- Opening Delimiter -

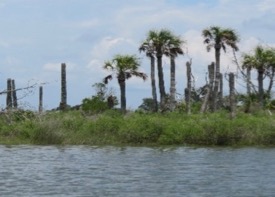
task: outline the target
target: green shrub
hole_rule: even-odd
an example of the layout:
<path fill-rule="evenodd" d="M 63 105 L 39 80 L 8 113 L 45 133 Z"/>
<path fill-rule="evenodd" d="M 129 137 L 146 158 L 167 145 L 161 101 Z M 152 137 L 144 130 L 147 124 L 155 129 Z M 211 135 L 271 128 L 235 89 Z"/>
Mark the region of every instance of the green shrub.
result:
<path fill-rule="evenodd" d="M 85 98 L 82 101 L 82 110 L 89 114 L 98 114 L 108 109 L 108 103 L 99 96 Z"/>
<path fill-rule="evenodd" d="M 229 119 L 221 111 L 186 115 L 179 112 L 127 113 L 106 110 L 33 114 L 7 122 L 0 116 L 1 143 L 89 145 L 275 145 L 275 118 L 267 113 L 238 113 Z M 25 116 L 25 115 L 24 115 Z"/>
<path fill-rule="evenodd" d="M 164 127 L 165 122 L 154 116 L 134 114 L 125 118 L 119 134 L 125 143 L 156 143 Z"/>
<path fill-rule="evenodd" d="M 33 130 L 31 141 L 34 144 L 62 144 L 64 134 L 58 121 L 42 122 Z"/>

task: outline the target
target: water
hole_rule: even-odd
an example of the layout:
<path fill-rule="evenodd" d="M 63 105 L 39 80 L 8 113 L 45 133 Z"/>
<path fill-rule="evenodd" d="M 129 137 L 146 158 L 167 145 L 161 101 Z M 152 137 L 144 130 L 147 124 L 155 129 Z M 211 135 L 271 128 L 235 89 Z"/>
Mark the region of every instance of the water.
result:
<path fill-rule="evenodd" d="M 275 149 L 0 146 L 0 196 L 275 196 Z"/>

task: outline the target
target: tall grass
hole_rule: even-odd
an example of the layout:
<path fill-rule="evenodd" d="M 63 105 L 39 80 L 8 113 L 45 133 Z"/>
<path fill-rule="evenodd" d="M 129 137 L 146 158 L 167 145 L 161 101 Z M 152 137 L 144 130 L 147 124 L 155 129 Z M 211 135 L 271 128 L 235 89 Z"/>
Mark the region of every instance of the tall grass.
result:
<path fill-rule="evenodd" d="M 24 119 L 0 116 L 0 143 L 88 145 L 275 145 L 275 118 L 267 114 L 120 114 L 49 112 Z"/>

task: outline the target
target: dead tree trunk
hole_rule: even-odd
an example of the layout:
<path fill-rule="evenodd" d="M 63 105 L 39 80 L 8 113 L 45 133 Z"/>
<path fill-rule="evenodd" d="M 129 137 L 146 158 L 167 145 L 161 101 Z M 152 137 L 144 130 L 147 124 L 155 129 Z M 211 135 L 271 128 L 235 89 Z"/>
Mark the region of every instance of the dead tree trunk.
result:
<path fill-rule="evenodd" d="M 214 90 L 214 82 L 215 82 L 215 63 L 212 62 L 209 66 L 208 66 L 208 72 L 209 72 L 209 107 L 211 109 L 211 111 L 214 111 L 214 105 L 215 105 L 215 99 L 214 99 L 214 94 L 215 94 L 215 90 Z"/>
<path fill-rule="evenodd" d="M 43 86 L 39 87 L 39 113 L 43 112 Z"/>
<path fill-rule="evenodd" d="M 200 109 L 200 113 L 206 112 L 207 108 L 209 107 L 213 111 L 213 93 L 214 93 L 214 81 L 215 81 L 215 63 L 212 62 L 208 65 L 208 78 L 209 84 L 205 86 L 205 96 L 203 99 L 203 103 Z"/>
<path fill-rule="evenodd" d="M 66 84 L 66 64 L 61 64 L 61 102 L 60 110 L 67 108 L 67 84 Z"/>
<path fill-rule="evenodd" d="M 11 81 L 11 89 L 12 89 L 12 106 L 14 109 L 18 108 L 18 102 L 17 102 L 17 94 L 16 94 L 16 87 L 15 87 L 15 81 Z"/>
<path fill-rule="evenodd" d="M 7 100 L 6 100 L 6 109 L 10 110 L 12 108 L 12 80 L 7 80 Z"/>
<path fill-rule="evenodd" d="M 233 119 L 236 116 L 234 73 L 229 73 L 229 103 L 230 103 L 230 118 Z"/>
<path fill-rule="evenodd" d="M 201 105 L 200 113 L 205 113 L 207 110 L 207 105 L 208 105 L 209 97 L 210 97 L 210 93 L 211 93 L 211 89 L 210 89 L 209 85 L 205 86 L 204 91 L 205 91 L 205 96 L 203 99 L 203 103 Z"/>
<path fill-rule="evenodd" d="M 251 95 L 251 67 L 246 68 L 246 93 L 248 96 Z"/>
<path fill-rule="evenodd" d="M 176 107 L 176 63 L 174 55 L 170 57 L 170 103 L 169 108 L 171 111 Z"/>
<path fill-rule="evenodd" d="M 187 75 L 187 88 L 185 89 L 186 113 L 191 114 L 191 89 L 192 89 L 191 61 L 186 62 L 186 75 Z"/>
<path fill-rule="evenodd" d="M 223 74 L 220 73 L 220 91 L 218 97 L 217 109 L 220 109 L 223 106 Z"/>

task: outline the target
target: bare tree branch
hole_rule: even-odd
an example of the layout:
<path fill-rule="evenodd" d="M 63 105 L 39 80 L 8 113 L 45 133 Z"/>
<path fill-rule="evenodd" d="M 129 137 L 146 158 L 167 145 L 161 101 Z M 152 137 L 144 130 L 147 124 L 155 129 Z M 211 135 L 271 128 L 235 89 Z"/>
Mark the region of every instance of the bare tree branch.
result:
<path fill-rule="evenodd" d="M 4 90 L 4 91 L 0 92 L 0 95 L 2 95 L 2 94 L 7 94 L 7 93 L 13 92 L 13 91 L 31 90 L 31 89 L 35 88 L 37 85 L 38 85 L 38 83 L 35 83 L 35 84 L 29 85 L 29 86 L 27 86 L 27 87 L 16 88 L 16 89 L 10 90 L 10 91 Z"/>

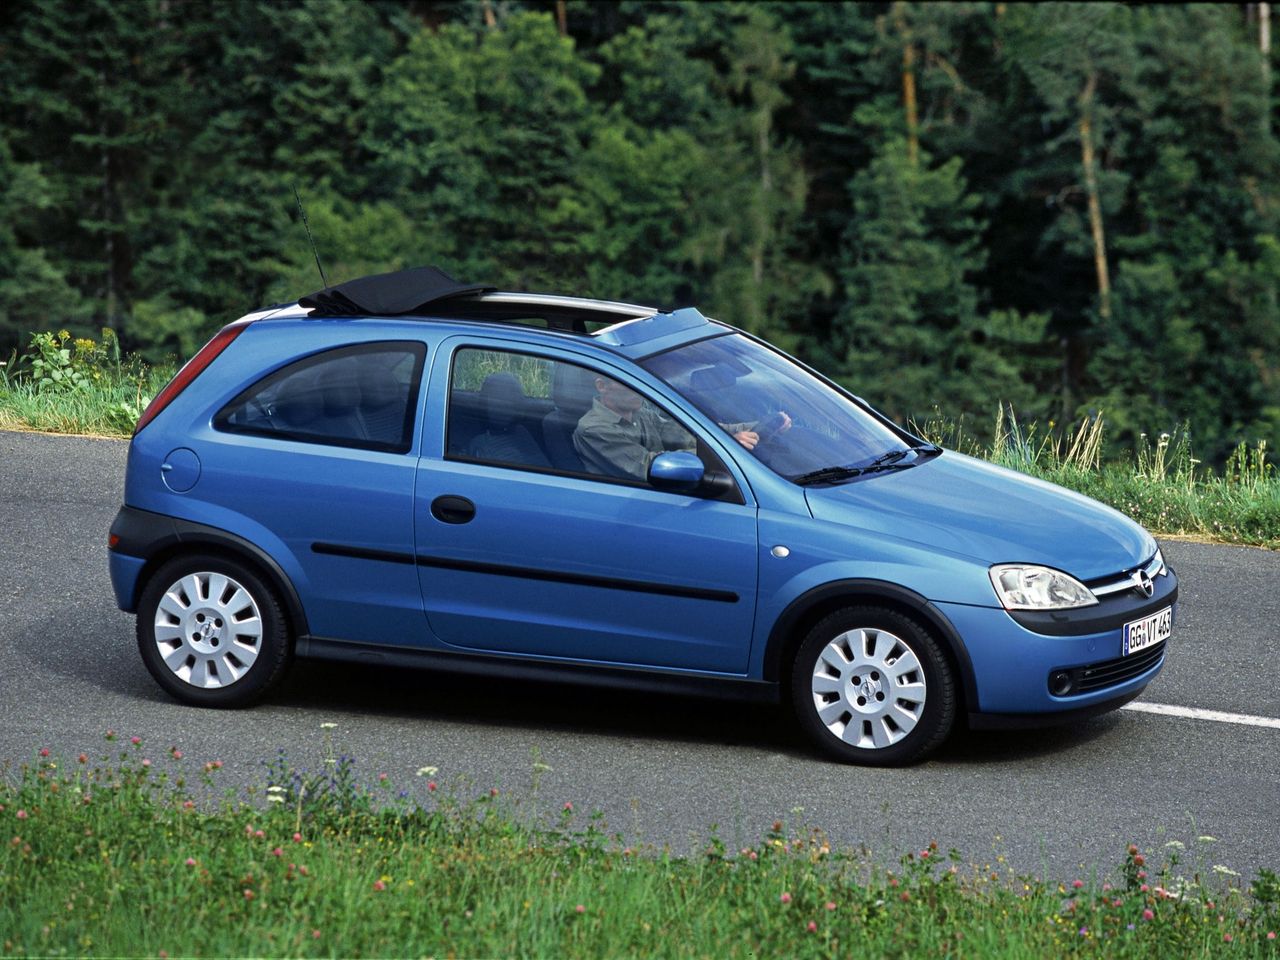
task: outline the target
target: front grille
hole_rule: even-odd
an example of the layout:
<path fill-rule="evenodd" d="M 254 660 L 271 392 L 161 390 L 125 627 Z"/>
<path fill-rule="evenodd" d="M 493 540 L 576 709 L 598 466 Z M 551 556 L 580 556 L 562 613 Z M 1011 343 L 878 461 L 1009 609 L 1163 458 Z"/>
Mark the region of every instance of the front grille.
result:
<path fill-rule="evenodd" d="M 1053 678 L 1060 677 L 1063 673 L 1071 677 L 1072 694 L 1092 693 L 1094 690 L 1105 690 L 1107 687 L 1114 687 L 1117 684 L 1124 683 L 1126 680 L 1132 680 L 1139 674 L 1146 673 L 1164 656 L 1165 644 L 1167 640 L 1161 640 L 1154 647 L 1143 650 L 1141 653 L 1135 653 L 1131 657 L 1117 657 L 1115 660 L 1104 660 L 1101 663 L 1090 663 L 1083 667 L 1074 667 L 1070 670 L 1054 670 L 1049 674 L 1050 688 L 1053 686 Z"/>

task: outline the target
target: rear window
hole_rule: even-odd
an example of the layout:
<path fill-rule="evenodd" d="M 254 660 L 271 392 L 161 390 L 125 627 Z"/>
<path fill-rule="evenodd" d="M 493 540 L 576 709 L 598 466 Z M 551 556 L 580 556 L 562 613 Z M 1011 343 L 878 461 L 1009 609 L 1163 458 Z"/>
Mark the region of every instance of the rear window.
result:
<path fill-rule="evenodd" d="M 406 453 L 426 347 L 366 343 L 313 354 L 264 377 L 214 417 L 218 430 Z"/>

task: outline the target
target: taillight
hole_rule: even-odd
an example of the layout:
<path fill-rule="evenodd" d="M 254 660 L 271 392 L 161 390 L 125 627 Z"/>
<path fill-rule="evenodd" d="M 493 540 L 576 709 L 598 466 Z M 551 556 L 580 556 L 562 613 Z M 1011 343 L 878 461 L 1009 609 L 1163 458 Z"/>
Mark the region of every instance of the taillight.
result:
<path fill-rule="evenodd" d="M 215 357 L 227 347 L 231 346 L 231 341 L 248 328 L 252 320 L 237 320 L 235 323 L 229 323 L 217 333 L 213 335 L 213 339 L 200 348 L 200 352 L 183 364 L 172 380 L 165 386 L 163 390 L 156 394 L 154 400 L 147 404 L 147 409 L 142 411 L 142 416 L 138 418 L 138 425 L 133 428 L 133 435 L 136 437 L 138 432 L 142 430 L 148 423 L 154 420 L 160 411 L 177 399 L 178 394 L 187 389 L 191 385 L 191 381 L 200 376 L 204 372 L 205 367 L 213 363 Z"/>

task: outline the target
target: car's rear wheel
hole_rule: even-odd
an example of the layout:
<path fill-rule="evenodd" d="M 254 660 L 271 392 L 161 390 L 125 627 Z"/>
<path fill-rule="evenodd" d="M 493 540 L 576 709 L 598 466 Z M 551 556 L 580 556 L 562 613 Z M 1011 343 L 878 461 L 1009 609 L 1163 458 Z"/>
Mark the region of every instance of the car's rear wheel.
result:
<path fill-rule="evenodd" d="M 219 556 L 166 563 L 138 603 L 138 650 L 160 686 L 186 703 L 239 707 L 280 680 L 288 621 L 267 583 Z"/>
<path fill-rule="evenodd" d="M 790 693 L 809 737 L 852 763 L 919 760 L 955 721 L 955 678 L 937 641 L 882 607 L 846 607 L 819 621 L 796 650 Z"/>

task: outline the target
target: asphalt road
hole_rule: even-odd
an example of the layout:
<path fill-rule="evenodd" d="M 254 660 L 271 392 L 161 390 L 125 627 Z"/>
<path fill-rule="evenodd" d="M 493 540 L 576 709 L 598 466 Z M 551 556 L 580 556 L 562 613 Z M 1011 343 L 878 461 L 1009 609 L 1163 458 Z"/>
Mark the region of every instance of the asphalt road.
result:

- Closing Delimiter -

**What you have to do:**
If a line above holds the string "wheel", return it as it stands.

**Output for this exercise:**
target: car's rear wheel
Mark the region of every instance of the car's rear wheel.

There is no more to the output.